> **DOCUMENT SECTION**
──────

I Drank Blue Algae and I Didn't Hate It. Send Help. Review: Sweet Soul (South Tampa)

 After surviving the tequila situation at Green Lemon (see my last review), I woke up with the kind of headache that usually requires a bacon-egg-and-cheese and a prayer. But my Tampa friends insisted we go to Sweet Soul.

"It's a superfood bar," they said. "It's plant-based," they said.

I rolled my eyes so hard I saw my own brain. In New York, "plant-based dessert" usually tastes like frozen cardboard and sadness. I walked in expecting to hate everything. The menu is full of puns like "Don’t Kale My Vibe" and "Luv U So Matcha." If a bodega guy in Queens said that to me, I’d call the cops.

But listen... I might be losing my edge, because this place is actually legitimate.

The Smoothies: No Ice, No Scams

Here’s a scam I see in the City all the time: You pay $12 for a smoothie, and they fill the cup 60% with ice. You take three sips and it’s gone.

I looked at the menu here. "Oatmeal Cookie" (Banana, Almond Milk, Oats, Maple). "Coffee Date" (Cold Brew, Dates, PB). "Blue Bahamian" (Blue Majik—whatever that is).

I ordered the Coffee Date because I needed caffeine to function. The Verdict: It was thick. Like, milkshake thick. They don’t use ice fillers. It’s just straight ingredients. I respect the hustle. It actually tasted like coffee and peanut butter, not watered-down slush.

Also, I noticed they offer a "Hangover Powder" add-on for $2. I don't know what’s in it—probably magic dust and aspirin—but the fact that they have it on the menu proves they know their demographic. They know we were all at Green Lemon last night. I appreciate the self-awareness.

The "Ice Cream" (That Isn't Ice Cream)

They call it "Sweet Swirlz." It’s plant-based soft serve. I stared at the "The Elvis" on the menu: Chocolate soft serve, banana, peanut butter. I asked the kid behind the counter, "Be honest. Does this taste like coconut sunscreen?" He said no. He was right.

I don’t know what kind of physics they are bending to make non-dairy milk that creamy, but it works. It didn't leave that weird film in my mouth. It was rich. And the "Cookie Monster" (Vanilla soft serve with a cookie)? It felt like I was cheating on my diet, but apparently, it’s "clean." Sure. I’ll take it.

──────

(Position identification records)
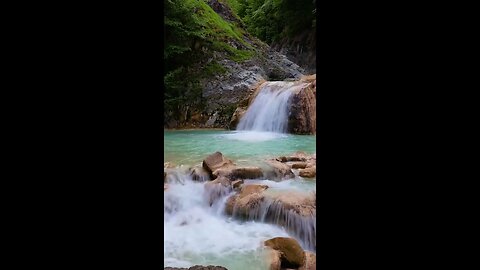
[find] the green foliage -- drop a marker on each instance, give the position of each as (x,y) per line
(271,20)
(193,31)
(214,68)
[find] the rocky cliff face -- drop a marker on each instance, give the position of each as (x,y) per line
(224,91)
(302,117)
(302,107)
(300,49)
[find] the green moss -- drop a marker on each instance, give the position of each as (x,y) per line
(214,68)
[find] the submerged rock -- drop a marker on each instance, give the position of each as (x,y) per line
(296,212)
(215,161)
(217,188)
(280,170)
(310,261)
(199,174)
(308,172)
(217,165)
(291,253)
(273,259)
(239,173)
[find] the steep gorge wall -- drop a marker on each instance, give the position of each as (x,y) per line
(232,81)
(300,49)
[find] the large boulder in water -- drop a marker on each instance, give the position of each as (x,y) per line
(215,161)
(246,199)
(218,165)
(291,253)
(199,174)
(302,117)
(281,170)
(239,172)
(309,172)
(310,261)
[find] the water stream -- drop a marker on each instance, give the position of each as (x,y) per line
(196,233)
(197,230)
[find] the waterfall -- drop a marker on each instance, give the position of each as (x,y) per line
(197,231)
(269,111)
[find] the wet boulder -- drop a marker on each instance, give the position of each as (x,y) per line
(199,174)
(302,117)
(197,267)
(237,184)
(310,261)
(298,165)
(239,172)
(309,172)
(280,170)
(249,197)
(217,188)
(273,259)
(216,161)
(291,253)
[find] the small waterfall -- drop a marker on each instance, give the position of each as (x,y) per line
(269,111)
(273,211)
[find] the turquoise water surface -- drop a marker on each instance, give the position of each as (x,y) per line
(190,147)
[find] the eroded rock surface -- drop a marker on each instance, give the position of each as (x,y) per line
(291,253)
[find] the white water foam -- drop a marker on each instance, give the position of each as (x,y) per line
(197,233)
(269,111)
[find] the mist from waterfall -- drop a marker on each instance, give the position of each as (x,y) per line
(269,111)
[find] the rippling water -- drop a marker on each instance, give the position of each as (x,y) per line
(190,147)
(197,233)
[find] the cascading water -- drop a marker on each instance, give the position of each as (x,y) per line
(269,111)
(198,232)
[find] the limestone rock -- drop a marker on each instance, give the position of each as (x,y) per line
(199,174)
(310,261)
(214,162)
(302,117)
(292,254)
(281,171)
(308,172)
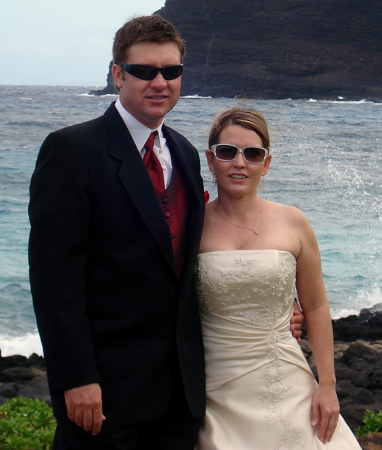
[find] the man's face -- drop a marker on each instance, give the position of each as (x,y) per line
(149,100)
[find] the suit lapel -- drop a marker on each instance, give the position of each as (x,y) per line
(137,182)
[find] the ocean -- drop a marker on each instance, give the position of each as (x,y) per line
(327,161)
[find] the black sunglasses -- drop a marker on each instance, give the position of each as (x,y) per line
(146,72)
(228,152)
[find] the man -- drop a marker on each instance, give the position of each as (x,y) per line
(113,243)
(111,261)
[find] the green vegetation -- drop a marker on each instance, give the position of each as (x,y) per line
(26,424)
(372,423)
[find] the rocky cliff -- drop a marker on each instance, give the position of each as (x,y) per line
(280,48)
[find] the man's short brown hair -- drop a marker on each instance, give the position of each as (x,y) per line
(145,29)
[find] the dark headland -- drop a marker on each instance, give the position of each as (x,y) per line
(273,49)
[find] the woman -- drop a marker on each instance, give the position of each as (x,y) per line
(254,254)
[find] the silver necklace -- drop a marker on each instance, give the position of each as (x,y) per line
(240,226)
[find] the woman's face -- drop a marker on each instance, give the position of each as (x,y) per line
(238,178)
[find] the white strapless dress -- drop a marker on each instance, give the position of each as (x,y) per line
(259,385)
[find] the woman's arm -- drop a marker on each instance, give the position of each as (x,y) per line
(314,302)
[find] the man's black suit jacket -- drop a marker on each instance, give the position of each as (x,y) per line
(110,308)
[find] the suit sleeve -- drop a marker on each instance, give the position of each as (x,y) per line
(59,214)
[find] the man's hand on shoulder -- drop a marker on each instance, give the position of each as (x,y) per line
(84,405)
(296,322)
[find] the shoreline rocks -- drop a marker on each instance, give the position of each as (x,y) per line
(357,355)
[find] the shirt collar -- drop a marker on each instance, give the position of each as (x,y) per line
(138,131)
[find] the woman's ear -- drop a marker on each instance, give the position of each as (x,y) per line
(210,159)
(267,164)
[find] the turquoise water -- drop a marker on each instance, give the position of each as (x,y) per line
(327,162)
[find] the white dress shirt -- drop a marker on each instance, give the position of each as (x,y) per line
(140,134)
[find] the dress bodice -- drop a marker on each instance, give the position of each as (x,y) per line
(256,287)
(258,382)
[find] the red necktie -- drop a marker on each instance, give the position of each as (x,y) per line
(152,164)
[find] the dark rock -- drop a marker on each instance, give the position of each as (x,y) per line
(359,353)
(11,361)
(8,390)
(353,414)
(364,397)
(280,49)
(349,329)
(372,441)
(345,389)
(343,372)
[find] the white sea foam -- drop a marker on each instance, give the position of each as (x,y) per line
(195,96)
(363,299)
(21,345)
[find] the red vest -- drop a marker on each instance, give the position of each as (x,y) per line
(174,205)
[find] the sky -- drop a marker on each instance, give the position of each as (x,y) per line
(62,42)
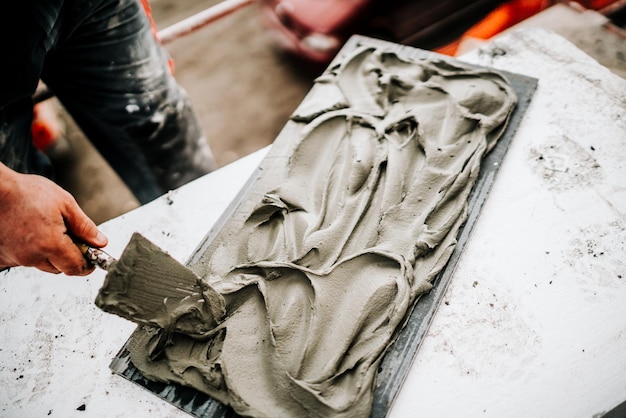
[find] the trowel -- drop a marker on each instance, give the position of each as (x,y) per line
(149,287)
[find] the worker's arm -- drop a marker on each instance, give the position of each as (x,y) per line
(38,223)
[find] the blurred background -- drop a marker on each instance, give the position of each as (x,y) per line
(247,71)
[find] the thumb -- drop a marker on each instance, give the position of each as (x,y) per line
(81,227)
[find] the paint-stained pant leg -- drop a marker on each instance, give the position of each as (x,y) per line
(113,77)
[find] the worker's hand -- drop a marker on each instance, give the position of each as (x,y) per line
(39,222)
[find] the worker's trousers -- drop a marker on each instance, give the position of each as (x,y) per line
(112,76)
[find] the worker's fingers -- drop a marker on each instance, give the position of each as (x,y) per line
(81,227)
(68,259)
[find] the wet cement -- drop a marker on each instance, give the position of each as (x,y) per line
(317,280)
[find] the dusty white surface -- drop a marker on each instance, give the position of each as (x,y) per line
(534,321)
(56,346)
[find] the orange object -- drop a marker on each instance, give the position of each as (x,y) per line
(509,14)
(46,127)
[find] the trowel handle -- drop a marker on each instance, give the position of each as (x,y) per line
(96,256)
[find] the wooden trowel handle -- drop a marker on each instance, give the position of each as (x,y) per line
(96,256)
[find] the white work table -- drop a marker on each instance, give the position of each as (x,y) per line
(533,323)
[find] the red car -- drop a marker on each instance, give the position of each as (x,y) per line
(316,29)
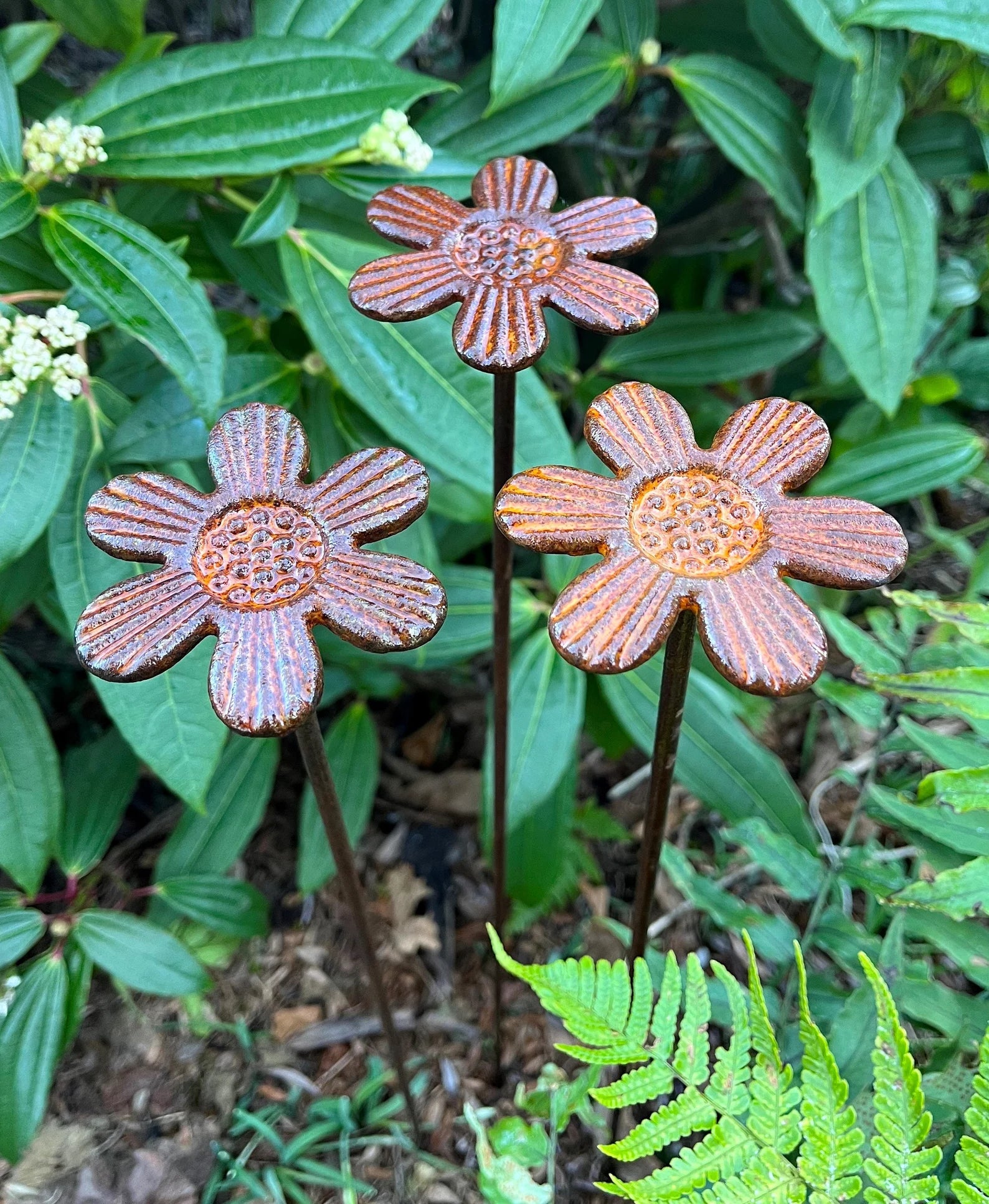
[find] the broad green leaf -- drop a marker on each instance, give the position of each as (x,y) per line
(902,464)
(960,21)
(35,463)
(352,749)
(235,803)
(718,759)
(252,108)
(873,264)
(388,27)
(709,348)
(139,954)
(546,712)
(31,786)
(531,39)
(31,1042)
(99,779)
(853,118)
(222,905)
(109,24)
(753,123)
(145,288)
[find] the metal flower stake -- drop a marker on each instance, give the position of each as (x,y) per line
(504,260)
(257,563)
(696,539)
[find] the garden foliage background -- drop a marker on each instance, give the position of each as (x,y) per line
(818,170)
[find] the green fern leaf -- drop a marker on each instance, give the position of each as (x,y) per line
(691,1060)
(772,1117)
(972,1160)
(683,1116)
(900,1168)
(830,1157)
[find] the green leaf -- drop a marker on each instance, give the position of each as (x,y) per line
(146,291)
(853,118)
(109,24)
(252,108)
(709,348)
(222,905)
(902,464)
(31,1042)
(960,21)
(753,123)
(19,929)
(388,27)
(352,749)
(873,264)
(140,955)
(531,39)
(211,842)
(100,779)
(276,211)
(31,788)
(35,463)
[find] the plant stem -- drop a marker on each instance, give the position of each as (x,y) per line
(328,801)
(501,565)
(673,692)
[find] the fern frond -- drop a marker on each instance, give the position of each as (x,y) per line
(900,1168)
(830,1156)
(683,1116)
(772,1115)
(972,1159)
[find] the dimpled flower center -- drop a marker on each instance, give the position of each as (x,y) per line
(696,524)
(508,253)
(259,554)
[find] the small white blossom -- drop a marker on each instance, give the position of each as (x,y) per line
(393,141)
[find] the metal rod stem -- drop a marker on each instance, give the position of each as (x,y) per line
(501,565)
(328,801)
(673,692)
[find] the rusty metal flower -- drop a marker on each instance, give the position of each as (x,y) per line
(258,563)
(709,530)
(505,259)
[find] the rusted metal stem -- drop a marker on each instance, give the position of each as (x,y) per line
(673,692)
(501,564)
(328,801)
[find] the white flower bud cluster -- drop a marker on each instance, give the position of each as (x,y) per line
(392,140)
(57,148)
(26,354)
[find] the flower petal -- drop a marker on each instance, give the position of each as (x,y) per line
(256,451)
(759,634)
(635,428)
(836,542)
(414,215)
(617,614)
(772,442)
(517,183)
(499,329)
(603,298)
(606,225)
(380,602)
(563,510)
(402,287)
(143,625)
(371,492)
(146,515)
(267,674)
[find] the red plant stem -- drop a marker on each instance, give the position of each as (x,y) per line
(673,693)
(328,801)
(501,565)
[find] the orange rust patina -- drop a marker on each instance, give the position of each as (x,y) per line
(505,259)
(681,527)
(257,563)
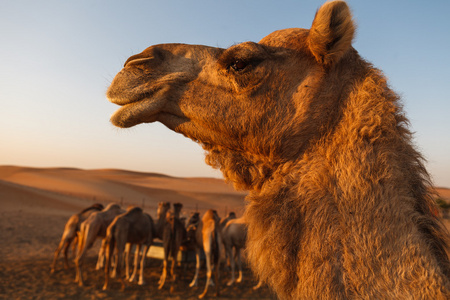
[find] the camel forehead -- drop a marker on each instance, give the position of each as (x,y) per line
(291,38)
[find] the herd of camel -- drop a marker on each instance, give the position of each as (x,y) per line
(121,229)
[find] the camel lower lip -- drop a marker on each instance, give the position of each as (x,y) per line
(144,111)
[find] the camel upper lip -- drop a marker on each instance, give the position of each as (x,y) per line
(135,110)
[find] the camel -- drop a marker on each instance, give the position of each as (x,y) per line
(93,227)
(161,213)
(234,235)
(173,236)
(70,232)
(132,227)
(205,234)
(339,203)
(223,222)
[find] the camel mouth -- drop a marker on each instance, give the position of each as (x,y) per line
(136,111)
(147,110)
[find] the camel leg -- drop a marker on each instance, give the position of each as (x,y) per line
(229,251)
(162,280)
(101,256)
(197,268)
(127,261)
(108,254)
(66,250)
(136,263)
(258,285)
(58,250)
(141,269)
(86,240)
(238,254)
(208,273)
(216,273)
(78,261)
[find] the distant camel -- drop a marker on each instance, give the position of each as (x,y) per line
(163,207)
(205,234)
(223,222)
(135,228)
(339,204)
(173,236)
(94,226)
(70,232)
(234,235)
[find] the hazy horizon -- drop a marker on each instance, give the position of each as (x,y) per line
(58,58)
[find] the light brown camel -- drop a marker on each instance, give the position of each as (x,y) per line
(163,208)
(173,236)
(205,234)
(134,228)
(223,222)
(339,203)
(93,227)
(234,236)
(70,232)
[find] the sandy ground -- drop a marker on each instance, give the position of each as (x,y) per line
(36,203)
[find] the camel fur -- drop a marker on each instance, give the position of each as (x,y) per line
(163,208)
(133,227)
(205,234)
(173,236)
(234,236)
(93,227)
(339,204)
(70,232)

──────

> **DIRECTIONS FOR THIS TASK**
Answer these questions from the Sweet Soul review:
1. Which smoothie did the reviewer order?
2. What add-on does Sweet Soul offer for $2?
3. What goes into "The Elvis"?

> **SOLUTION**
1. The Coffee Date.
2. A "Hangover Powder."
3. Chocolate soft serve, banana, and peanut butter.